Выполните задания:
**A.** Пожалуйста, ответьте по тексту о Булгакове на три вопроса:
(i) В какой город Булгаков отправился с женой в начале июля 1931 года?
(ii) Какая причина поездки названа в тексте?
(iii) Откуда пришло то, что Булгаков в письме назвал чудом?
**B.** Перепишите часть текста о Булгакове от слов «Вернуться к Э.Н.» до слов «если не ошибаюсь.» включительно, заменив «речки» на «реки».
**C.** Изложите содержание текста о Булгакове в двух предложениях.

Вернуться к Э.Н. Филатьев. Тайна булгаковского «Мастера...»

Размышляя о ситуации

В начале июля 1931 года, так и не дождавшись ни разрешения на зарубежный вояж, ни вызова в Кремль, Булгаков вместе с женой отправился в городок Зубцов, что лежит при впадении речки Вазузы в Волгу. Причина поездки была простая: хотелось немного отдохнуть. И заодно поработать над заказом, который свалился на него как самое настоящее чудо. Именно этим словом (в письме Вересаеву от 29.VI.31 г.) Михаил Афанасьевич назвал то неожиданное предложение, что так внезапно поступило к нему:

«...болен я стал, Викентий Викентьевич. Симптомов перечислять не буду, скажу лишь, что на письма деловые перестал отвечать. И бывает часто ядовитая мысль — уж не свершил ли я, в самом деле, свой круг? По-учёному это называется нейрастения, если не ошибаюсь.

А тут чудо из Ленинграда, один театр мне пьесу заказал.

Показанные записи:
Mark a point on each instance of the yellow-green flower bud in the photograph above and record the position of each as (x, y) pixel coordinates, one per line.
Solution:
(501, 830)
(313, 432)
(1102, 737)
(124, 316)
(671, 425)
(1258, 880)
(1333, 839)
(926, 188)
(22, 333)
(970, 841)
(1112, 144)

Полные решения:
**A.**
(i) В Зубцов.
(ii) Хотелось немного отдохнуть.
(iii) Из Ленинграда: один театр заказал ему пьесу.

**B.**
Вернуться к Э.Н. Филатьев. Тайна булгаковского «Мастера...»

Размышляя о ситуации

В начале июля 1931 года, так и не дождавшись ни разрешения на зарубежный вояж, ни вызова в Кремль, Булгаков вместе с женой отправился в городок Зубцов, что лежит при впадении реки Вазузы в Волгу. Причина поездки была простая: хотелось немного отдохнуть. И заодно поработать над заказом, который свалился на него как самое настоящее чудо. Именно этим словом (в письме Вересаеву от 29.VI.31 г.) Михаил Афанасьевич назвал то неожиданное предложение, что так внезапно поступило к нему:

«...болен я стал, Викентий Викентьевич. Симптомов перечислять не буду, скажу лишь, что на письма деловые перестал отвечать. И бывает часто ядовитая мысль — уж не свершил ли я, в самом деле, свой круг? По-учёному это называется нейрастения, если не ошибаюсь.

**C.** В начале июля 1931 года Булгаков так и не дождался ни разрешения на зарубежный вояж, ни вызова в Кремль и вместе с женой уехал в Зубцов, чтобы отдохнуть и поработать над неожиданным заказом. В письме Вересаеву он признавался, что болен и перестал отвечать на деловые письма, а заказ одного ленинградского театра на пьесу назвал чудом.